A tarefa:
Indique se cada afirmação a seguir está de acordo com o texto sobre o motor AP. Responda sim ou não e transcreva entre aspas as palavras do texto que decidem a questão.
1. O comando escolhido, da SamCams, tem 288° de duração.
2. O motor AP circula desde 1990.
3. As válvulas de escape do cabeçote tinham 40 mm de diâmetro.

==== Trecho fornecido ====

Depois de muito tempo – e ter entrado na lista de projetos desatualizados – consegui concluir esse texto. Era para ter sido antes, mas uma série de problemas, incluindo o caos administrativo no DF, o Windows e duas míseras fotos impossíveis de encontrar fizeram com que mais uma vez eu parecesse um relaxado. Terminei o último post falando da escolha do comando, um da SamCams com 288° de duração, um número conhecido por todo mundo que já mexeu em um AP desde os anos 80. Nada de outro mundo, mas que precisa de atenção aos detalhes para ficar bem feito. E foi isso que acabei ignorando e que hoje faria de forma bem diferente, mesmo que os resultados tenham sido bons naquela época.
Por se tratar de um motor que está por aí como “AP” desde 1984, é natural que inúmeras variações e evoluções tenham existido ao longo dos anos. Algumas melhores para performance, outras boas para resistência e mais algumas que são ótimas bases para preparações, isso valendo para todas as peças. E sendo assim, os cabeçotes possuem muitas diferenças, sendo as mais conhecidas (disse conhecidas, não únicas) os tamanhos das válvulas, formatos dos dutos e números de mancais. E dessas variações a única que era um pouco melhor que as outras no meu caso, ao menos teoricamente, era o diâmetro das válvulas, com 40 mm na admissão e 33 mm no escape, porque o resto seguia a linha dos cabeçotes antigos.

==== Dados registrados ====

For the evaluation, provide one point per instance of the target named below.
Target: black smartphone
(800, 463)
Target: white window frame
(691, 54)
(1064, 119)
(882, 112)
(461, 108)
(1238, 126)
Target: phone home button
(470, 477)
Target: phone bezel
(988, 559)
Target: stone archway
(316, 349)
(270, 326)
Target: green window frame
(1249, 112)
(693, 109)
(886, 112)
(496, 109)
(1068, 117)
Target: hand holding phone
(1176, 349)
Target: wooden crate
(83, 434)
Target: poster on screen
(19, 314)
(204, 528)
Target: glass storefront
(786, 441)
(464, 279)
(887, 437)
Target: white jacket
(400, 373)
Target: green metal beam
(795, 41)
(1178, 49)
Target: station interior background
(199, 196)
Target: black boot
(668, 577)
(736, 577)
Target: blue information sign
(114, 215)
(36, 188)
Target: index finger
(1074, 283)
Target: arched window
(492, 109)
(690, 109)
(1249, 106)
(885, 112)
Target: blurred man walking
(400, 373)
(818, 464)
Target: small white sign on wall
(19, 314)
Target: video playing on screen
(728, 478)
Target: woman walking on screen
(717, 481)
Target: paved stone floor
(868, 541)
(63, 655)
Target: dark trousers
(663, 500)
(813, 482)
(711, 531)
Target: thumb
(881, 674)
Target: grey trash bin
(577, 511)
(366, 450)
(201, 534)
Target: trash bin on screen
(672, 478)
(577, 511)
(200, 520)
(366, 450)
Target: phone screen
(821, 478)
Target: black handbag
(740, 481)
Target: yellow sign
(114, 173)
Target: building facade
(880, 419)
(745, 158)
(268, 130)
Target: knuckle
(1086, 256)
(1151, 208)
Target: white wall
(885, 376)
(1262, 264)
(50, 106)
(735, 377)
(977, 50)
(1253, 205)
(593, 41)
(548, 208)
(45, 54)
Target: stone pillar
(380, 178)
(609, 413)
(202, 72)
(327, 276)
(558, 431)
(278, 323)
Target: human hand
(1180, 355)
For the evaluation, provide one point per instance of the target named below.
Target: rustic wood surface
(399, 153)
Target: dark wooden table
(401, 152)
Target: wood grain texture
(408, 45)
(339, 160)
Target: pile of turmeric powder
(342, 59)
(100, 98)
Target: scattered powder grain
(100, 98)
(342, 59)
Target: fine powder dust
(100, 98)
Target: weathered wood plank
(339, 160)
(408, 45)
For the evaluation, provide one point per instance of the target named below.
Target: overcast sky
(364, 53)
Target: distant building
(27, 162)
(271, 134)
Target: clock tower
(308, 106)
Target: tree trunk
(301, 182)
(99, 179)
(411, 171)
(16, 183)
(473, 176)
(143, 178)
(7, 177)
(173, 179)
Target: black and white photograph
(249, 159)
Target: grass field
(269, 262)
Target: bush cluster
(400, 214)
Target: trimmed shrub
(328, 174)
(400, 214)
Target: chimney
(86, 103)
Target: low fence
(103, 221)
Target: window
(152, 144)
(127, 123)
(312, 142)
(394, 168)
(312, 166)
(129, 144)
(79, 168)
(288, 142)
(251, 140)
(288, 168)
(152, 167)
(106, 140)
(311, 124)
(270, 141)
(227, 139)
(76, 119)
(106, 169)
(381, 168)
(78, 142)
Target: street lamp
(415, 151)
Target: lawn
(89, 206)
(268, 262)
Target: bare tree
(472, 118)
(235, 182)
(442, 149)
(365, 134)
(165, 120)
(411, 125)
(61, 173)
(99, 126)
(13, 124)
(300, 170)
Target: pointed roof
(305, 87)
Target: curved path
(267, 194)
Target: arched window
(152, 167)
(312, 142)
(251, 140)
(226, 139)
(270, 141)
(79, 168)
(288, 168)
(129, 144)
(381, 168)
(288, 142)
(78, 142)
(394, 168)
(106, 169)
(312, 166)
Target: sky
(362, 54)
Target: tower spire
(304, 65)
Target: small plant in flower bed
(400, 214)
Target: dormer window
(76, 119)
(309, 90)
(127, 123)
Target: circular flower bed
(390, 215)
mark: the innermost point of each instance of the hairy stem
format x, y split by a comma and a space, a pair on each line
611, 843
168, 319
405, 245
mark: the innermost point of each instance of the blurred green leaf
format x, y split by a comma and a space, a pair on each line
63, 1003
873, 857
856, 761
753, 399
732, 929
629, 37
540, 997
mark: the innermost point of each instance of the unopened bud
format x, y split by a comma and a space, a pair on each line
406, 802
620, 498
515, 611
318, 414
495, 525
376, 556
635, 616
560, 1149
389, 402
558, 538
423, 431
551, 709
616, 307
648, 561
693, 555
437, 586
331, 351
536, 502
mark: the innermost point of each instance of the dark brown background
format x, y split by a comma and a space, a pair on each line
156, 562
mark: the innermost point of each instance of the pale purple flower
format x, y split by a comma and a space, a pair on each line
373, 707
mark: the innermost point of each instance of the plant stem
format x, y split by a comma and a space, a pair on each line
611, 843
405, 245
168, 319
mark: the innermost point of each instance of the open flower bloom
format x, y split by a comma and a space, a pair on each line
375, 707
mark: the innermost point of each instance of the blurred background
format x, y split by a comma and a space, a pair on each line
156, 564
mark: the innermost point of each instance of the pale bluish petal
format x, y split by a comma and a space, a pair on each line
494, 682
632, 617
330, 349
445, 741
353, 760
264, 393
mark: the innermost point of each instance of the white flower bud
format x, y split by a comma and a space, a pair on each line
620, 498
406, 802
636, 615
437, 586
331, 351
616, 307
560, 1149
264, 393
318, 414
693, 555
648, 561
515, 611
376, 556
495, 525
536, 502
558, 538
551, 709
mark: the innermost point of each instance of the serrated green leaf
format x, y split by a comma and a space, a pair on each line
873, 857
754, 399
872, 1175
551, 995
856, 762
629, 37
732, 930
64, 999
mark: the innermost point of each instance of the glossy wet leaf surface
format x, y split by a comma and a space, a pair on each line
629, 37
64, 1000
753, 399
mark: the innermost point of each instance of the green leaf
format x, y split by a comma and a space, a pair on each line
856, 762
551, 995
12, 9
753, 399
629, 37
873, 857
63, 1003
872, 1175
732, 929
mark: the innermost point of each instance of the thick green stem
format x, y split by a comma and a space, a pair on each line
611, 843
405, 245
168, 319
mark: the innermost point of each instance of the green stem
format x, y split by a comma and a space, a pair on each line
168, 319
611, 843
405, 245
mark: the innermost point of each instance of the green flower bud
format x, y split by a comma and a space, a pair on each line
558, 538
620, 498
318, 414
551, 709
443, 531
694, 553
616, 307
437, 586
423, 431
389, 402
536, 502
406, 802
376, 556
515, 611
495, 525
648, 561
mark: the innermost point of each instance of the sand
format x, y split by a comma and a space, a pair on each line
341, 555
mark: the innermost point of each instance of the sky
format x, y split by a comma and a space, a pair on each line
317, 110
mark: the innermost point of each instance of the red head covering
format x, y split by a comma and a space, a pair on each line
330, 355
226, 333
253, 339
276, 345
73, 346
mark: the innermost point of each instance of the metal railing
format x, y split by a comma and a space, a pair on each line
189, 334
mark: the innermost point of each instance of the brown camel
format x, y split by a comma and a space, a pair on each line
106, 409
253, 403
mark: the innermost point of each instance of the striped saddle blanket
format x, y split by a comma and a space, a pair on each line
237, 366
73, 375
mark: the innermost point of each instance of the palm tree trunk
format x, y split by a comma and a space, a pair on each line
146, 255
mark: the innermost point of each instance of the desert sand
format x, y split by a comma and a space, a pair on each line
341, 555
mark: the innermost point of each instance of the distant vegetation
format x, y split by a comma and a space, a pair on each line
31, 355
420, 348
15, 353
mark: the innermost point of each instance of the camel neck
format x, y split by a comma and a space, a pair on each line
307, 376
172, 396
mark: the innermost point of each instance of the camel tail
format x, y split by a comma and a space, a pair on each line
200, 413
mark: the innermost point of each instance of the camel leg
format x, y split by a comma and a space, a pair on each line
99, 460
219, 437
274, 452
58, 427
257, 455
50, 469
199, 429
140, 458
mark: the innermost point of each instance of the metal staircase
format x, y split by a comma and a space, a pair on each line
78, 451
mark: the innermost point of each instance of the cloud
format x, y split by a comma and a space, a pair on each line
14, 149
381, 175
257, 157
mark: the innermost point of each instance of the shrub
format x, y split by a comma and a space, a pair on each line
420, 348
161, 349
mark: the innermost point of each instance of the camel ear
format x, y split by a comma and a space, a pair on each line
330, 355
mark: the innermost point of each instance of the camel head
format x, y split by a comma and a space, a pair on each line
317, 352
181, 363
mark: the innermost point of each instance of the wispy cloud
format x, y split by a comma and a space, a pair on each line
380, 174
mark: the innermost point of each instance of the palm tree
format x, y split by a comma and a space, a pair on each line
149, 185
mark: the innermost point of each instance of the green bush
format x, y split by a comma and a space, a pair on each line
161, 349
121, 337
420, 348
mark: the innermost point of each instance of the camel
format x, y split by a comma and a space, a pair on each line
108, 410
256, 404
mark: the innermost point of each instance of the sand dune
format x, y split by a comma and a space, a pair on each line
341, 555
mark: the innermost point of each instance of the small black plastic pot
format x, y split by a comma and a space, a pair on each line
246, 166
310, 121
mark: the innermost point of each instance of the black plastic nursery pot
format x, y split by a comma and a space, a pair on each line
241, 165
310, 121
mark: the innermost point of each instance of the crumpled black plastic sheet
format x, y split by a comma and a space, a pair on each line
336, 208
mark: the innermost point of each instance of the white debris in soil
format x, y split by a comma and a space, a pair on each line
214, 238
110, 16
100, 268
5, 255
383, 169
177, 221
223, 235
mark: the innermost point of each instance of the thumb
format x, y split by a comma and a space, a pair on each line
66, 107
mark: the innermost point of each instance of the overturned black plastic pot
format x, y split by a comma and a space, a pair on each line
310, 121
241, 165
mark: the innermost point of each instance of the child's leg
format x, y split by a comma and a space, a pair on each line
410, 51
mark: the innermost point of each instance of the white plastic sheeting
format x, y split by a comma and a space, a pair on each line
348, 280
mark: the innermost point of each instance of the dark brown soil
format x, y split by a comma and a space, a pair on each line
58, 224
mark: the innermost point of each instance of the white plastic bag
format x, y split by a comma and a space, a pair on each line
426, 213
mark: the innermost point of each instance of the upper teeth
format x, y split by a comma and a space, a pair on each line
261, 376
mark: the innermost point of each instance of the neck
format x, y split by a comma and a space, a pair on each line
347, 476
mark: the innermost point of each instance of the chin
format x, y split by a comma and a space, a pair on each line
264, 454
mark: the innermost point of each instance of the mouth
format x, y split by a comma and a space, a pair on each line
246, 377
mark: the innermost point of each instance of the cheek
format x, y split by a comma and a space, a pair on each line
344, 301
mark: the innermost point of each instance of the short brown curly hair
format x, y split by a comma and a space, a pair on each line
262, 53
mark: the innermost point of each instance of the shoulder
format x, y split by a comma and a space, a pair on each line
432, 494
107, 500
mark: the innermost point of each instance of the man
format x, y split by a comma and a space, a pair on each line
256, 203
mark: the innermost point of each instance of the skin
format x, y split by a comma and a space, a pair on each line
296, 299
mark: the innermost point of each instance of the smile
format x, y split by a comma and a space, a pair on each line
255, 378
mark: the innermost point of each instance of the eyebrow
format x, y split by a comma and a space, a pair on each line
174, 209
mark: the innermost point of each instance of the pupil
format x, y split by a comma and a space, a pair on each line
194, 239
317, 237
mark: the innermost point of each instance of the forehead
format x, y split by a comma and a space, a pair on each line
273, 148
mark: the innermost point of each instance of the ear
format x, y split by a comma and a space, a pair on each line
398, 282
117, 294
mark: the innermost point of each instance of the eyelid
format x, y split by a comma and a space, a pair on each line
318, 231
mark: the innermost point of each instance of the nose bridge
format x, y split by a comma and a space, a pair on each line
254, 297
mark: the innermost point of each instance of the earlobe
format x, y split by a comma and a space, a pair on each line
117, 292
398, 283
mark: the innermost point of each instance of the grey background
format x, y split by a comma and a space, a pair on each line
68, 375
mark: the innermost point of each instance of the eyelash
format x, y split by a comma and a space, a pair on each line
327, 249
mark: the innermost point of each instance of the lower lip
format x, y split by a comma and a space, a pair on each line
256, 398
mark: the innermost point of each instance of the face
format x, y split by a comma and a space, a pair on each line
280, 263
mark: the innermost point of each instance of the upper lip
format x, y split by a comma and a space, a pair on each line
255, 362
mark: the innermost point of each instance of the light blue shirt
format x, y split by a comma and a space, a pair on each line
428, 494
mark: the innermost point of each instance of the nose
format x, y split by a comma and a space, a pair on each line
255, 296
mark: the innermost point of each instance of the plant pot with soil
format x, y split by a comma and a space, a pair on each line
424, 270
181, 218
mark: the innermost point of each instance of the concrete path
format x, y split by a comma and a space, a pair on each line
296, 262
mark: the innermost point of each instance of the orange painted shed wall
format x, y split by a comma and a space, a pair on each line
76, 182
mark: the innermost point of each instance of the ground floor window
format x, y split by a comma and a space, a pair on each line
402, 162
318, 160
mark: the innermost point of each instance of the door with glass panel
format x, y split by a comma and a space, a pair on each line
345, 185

====

Resposta completa:
1. Sim: "um da SamCams com 288° de duração".
2. Não: "está por aí como “AP” desde 1984".
3. Não: "com 40 mm na admissão e 33 mm no escape".